### REQUIRED TASK:
Could you update all the records below, replacing "evaluation round" with "practice round" and keeping everything else unchanged? Leave the pictures out of your answer.

### DATASET RECORDS:

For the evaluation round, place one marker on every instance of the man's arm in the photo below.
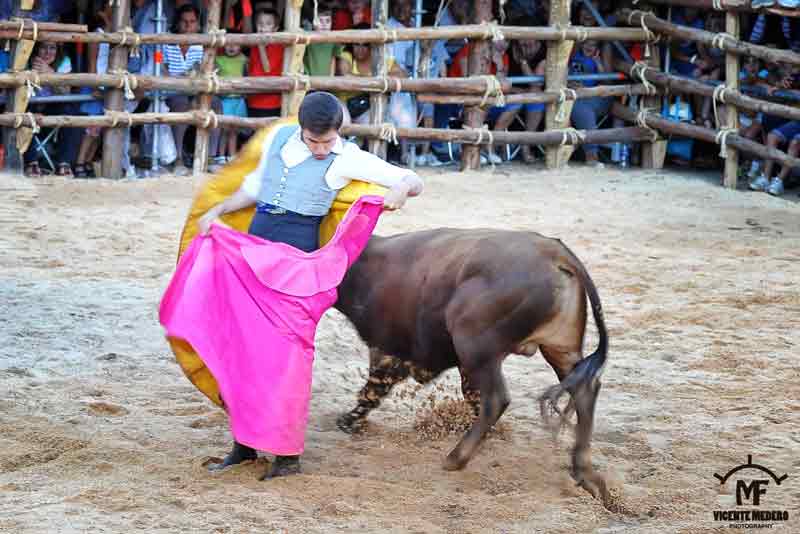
(239, 200)
(357, 164)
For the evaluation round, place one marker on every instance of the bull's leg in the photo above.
(384, 372)
(562, 363)
(470, 392)
(583, 400)
(494, 401)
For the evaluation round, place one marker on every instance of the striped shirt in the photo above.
(177, 63)
(760, 26)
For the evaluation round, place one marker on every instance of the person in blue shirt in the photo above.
(684, 53)
(587, 111)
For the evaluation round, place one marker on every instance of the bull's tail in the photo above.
(586, 372)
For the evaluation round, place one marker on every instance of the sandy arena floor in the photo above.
(101, 432)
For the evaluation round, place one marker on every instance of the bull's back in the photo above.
(398, 293)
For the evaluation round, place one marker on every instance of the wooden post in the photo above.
(731, 175)
(293, 58)
(555, 78)
(200, 163)
(114, 138)
(478, 65)
(654, 152)
(378, 102)
(17, 141)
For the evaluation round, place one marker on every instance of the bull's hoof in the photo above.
(350, 424)
(453, 462)
(596, 486)
(283, 466)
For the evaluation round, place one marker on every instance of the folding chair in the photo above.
(41, 144)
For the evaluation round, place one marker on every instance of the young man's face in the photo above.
(325, 23)
(188, 23)
(320, 144)
(266, 23)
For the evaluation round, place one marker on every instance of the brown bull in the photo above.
(427, 301)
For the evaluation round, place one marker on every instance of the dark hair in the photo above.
(320, 112)
(271, 12)
(185, 8)
(60, 53)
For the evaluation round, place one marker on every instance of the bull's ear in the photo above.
(288, 270)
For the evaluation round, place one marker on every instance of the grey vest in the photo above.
(302, 188)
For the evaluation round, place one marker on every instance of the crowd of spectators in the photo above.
(433, 59)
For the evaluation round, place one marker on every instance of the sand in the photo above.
(101, 432)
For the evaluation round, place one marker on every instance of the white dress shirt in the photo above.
(351, 163)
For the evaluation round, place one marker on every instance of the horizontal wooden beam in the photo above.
(255, 84)
(733, 46)
(705, 134)
(473, 31)
(678, 84)
(537, 97)
(42, 26)
(206, 119)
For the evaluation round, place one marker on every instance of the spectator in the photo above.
(587, 111)
(358, 62)
(320, 58)
(401, 105)
(233, 64)
(49, 58)
(528, 59)
(498, 67)
(434, 58)
(684, 53)
(185, 60)
(265, 60)
(353, 13)
(708, 67)
(238, 16)
(788, 133)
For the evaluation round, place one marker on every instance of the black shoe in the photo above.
(240, 453)
(283, 466)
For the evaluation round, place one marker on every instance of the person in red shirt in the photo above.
(355, 12)
(503, 116)
(265, 60)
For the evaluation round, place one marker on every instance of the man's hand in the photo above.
(396, 197)
(410, 186)
(205, 222)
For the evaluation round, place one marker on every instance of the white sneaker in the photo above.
(433, 161)
(759, 184)
(775, 187)
(181, 170)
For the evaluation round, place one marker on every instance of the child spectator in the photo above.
(231, 65)
(708, 67)
(49, 58)
(528, 59)
(498, 67)
(684, 53)
(265, 60)
(320, 58)
(355, 12)
(182, 60)
(786, 77)
(356, 60)
(587, 111)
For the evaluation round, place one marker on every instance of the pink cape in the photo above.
(250, 308)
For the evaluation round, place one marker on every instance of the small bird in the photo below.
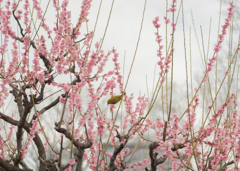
(115, 99)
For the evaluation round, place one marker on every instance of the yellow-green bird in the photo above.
(115, 99)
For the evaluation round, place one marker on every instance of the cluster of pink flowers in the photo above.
(225, 26)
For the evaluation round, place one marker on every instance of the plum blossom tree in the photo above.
(56, 65)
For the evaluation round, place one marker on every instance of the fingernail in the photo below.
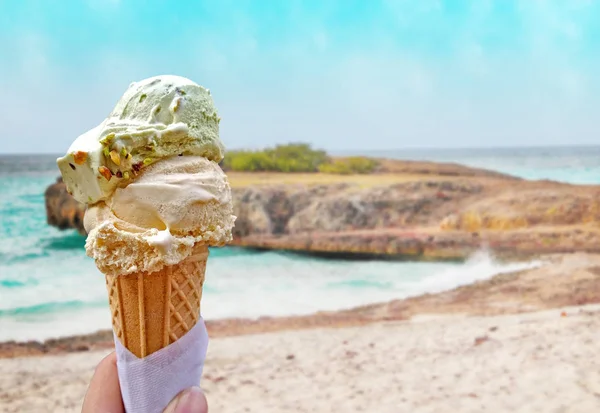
(192, 401)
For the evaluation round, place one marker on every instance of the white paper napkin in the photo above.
(149, 384)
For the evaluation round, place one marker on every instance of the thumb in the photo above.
(104, 393)
(191, 400)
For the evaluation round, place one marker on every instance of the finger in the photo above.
(104, 393)
(188, 401)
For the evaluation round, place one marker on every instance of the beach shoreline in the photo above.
(561, 280)
(535, 361)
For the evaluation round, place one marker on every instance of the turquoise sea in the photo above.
(50, 288)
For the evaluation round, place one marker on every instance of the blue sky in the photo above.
(341, 74)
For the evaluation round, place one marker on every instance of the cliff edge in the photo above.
(422, 210)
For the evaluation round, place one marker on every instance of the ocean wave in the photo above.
(73, 240)
(50, 307)
(9, 258)
(361, 284)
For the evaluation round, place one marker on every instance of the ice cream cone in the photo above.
(152, 310)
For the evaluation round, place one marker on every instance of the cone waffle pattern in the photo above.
(152, 310)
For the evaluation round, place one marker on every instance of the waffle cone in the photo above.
(152, 310)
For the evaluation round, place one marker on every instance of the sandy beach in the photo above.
(535, 362)
(525, 341)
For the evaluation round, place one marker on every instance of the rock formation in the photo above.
(420, 209)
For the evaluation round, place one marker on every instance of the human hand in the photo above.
(104, 393)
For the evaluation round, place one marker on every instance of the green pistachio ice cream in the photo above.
(149, 174)
(156, 118)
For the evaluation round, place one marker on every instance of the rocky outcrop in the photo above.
(445, 216)
(62, 210)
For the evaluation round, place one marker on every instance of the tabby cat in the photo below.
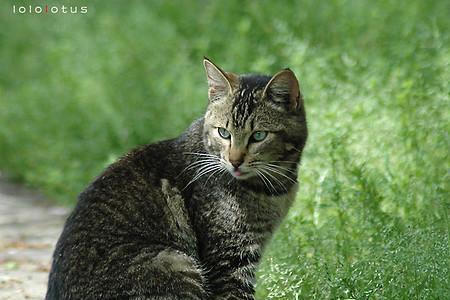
(188, 218)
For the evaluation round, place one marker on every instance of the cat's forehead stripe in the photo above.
(243, 106)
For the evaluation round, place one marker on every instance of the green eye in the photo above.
(224, 133)
(258, 136)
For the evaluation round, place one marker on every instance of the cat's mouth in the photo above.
(240, 174)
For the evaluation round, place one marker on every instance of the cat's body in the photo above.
(171, 221)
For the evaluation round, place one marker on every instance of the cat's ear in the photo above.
(284, 90)
(220, 83)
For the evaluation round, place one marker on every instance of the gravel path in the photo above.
(29, 228)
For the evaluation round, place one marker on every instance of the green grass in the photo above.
(372, 217)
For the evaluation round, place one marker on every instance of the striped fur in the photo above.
(169, 221)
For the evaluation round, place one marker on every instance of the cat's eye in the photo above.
(224, 133)
(258, 136)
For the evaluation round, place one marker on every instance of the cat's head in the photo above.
(255, 124)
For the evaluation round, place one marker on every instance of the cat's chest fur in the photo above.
(237, 219)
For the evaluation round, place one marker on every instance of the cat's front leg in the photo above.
(234, 278)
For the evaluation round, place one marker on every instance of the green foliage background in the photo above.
(372, 217)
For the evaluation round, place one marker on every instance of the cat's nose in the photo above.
(236, 163)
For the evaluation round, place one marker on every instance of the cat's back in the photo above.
(133, 208)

### TASK SOLUTION:
For the practice round, place one marker on every instance of the man's arm in the photo below.
(239, 200)
(357, 164)
For the practice round, place one marker on every instance of the bull's leg in the photo above.
(384, 372)
(562, 363)
(470, 392)
(583, 400)
(494, 401)
For the practice round, place one marker on every instance of the striped shirt in the photo above.
(177, 63)
(760, 26)
For the practice round, place one marker on every instance of the person in blue shirt in the photo above.
(684, 53)
(587, 111)
For the practice round, place one marker on every instance of the bull's tail in the photo above.
(586, 372)
For the practice round, place one marker on every instance of the sandy arena floor in the photo above.
(101, 432)
For the practice round, place one marker on every instance of the bull's back in the photo above.
(398, 293)
For the practice round, place one marker on every instance of the wooden post in the photo above.
(731, 175)
(293, 58)
(555, 78)
(200, 163)
(114, 138)
(478, 65)
(654, 152)
(378, 102)
(17, 141)
For the practice round, place one marker on every instance of the bull's hoof in the photo above.
(350, 424)
(453, 462)
(596, 486)
(283, 466)
For the practice round, place one marker on every instance of the folding chair in the photo above.
(41, 144)
For the practice round, place one marker on every instance of the young man's face in the photo above.
(325, 23)
(188, 23)
(320, 144)
(266, 23)
For the practice round, place one marker on every instance of the brown bull in the photo above.
(427, 301)
For the practice round, place one marker on every instance of the dark hair in the photo above.
(320, 112)
(271, 12)
(185, 8)
(60, 53)
For the practice round, place one marker on every instance of the bull's ear in the photo above.
(288, 270)
For the practice round, place one marker on every instance of the grey vest in the photo above.
(302, 188)
For the practice round, place one marker on every instance of the crowd of spectators in the photo above.
(433, 59)
For the practice round, place one marker on every instance of the sand in the photo above.
(101, 432)
For the practice round, place one marker on every instance of the white dress shirt in the photo above.
(351, 163)
For the practice round, place one marker on every instance of the horizontal wooden beam in the photo above.
(255, 84)
(733, 46)
(705, 134)
(473, 31)
(678, 84)
(537, 97)
(42, 26)
(206, 119)
For the practice round, place one marker on every instance of the spectator in the photo above.
(587, 111)
(358, 62)
(320, 58)
(401, 105)
(233, 64)
(49, 58)
(528, 59)
(498, 67)
(434, 58)
(684, 53)
(185, 60)
(265, 60)
(353, 13)
(708, 67)
(238, 16)
(788, 133)
For the practice round, place one marker on every instance of the black shoe in the photo above.
(240, 453)
(283, 466)
For the practice round, place one marker on every instance of the person in red shirt in the photo above.
(355, 12)
(503, 116)
(265, 60)
For the practice round, place one marker on every instance of the man's hand in the photo above.
(396, 197)
(410, 186)
(205, 222)
For the practice round, place one marker on every instance of the white sneaker in the photo above.
(433, 161)
(759, 184)
(775, 187)
(181, 170)
For the practice round, place one marker on every instance of the child spectator in the photo above.
(231, 65)
(708, 67)
(49, 58)
(528, 59)
(498, 67)
(684, 53)
(265, 60)
(320, 58)
(355, 12)
(182, 60)
(786, 77)
(356, 60)
(587, 111)
For the practice round, place one marker on every instance of the pink cape in the photo above.
(250, 308)
For the practice round, place one marker on every instance of the small bird in the photo below.
(115, 99)
For the practice round, place one marker on every instance of the yellow-green bird in the photo above.
(115, 99)
For the practice round, place one marker on every instance of the cluster of pink flowers in the photo above.
(225, 26)
For the practice round, place one marker on every instance of the plum blossom tree in the photo above.
(56, 65)
For the practice round, place one marker on every instance of the fingernail in the photo below.
(192, 401)
For the practice round, place one marker on every instance of the white paper napkin in the photo above.
(149, 384)
For the practice round, place one marker on every instance of the thumb in the photo above.
(104, 393)
(191, 400)
For the practice round, place one marker on every instance of the finger in the photo above.
(104, 393)
(188, 401)
For the practice round, place one marker on every instance of the beach shoreline in the photo above.
(561, 280)
(535, 361)
For the practice round, place one marker on every instance of the turquoise sea in the photo above.
(50, 288)
For the practice round, place one marker on every instance of the blue sky in the photo above.
(341, 74)
For the practice round, place one marker on every instance of the cliff edge in the photo above.
(422, 210)
For the practice round, place one marker on every instance of the ocean wave in the photo above.
(73, 240)
(50, 307)
(9, 258)
(361, 284)
For the practice round, place one marker on every instance of the ice cream cone in the photo above.
(152, 310)
For the practice round, place one marker on every instance of the cone waffle pattern in the photo above.
(152, 310)
For the practice round, place one marker on every instance of the waffle cone in the photo above.
(152, 310)
For the practice round, place one marker on every instance of the sandy beach in the photo above.
(535, 362)
(525, 341)
For the practice round, place one marker on every instance of the rock formation in the photo above.
(420, 209)
For the practice round, place one marker on every instance of the human hand in the photo above.
(104, 393)
For the practice round, place one marker on every instance of the green pistachio ice cream in the photo above.
(149, 174)
(156, 118)
For the practice round, place one marker on every instance of the rocky outcrop in the photo above.
(445, 216)
(62, 210)
For the practice round, place one marker on every instance of the tabby cat in the photo below.
(188, 218)
For the practice round, place one marker on every instance of the cat's forehead stripe in the photo above.
(243, 106)
For the practice round, place one marker on every instance of the green eye in the photo above.
(224, 133)
(258, 136)
For the practice round, place one marker on every instance of the cat's mouth in the photo above.
(240, 174)
For the practice round, place one marker on every instance of the cat's body in the photo above.
(171, 221)
For the practice round, place one marker on every instance of the cat's ear in the photo above.
(284, 90)
(220, 83)
For the practice round, place one marker on every instance of the gravel path in the photo above.
(29, 228)
For the practice round, place one marker on every instance of the green grass in the photo above.
(372, 217)
For the practice round, place one marker on every instance of the striped fur in the photo above.
(169, 221)
For the practice round, place one marker on every instance of the cat's eye in the photo above.
(224, 133)
(258, 136)
For the practice round, place one marker on every instance of the cat's head in the photo above.
(255, 124)
For the practice round, place one marker on every instance of the cat's chest fur in the photo above.
(237, 219)
For the practice round, place one marker on every instance of the cat's front leg in the photo above.
(234, 278)
For the practice round, place one marker on every instance of the green foliage background in the photo above.
(372, 217)
For the practice round, place one marker on every instance of the cat's nose in the photo above.
(236, 163)
For the practice round, place one marker on every instance of the cat's back in the photo above.
(133, 208)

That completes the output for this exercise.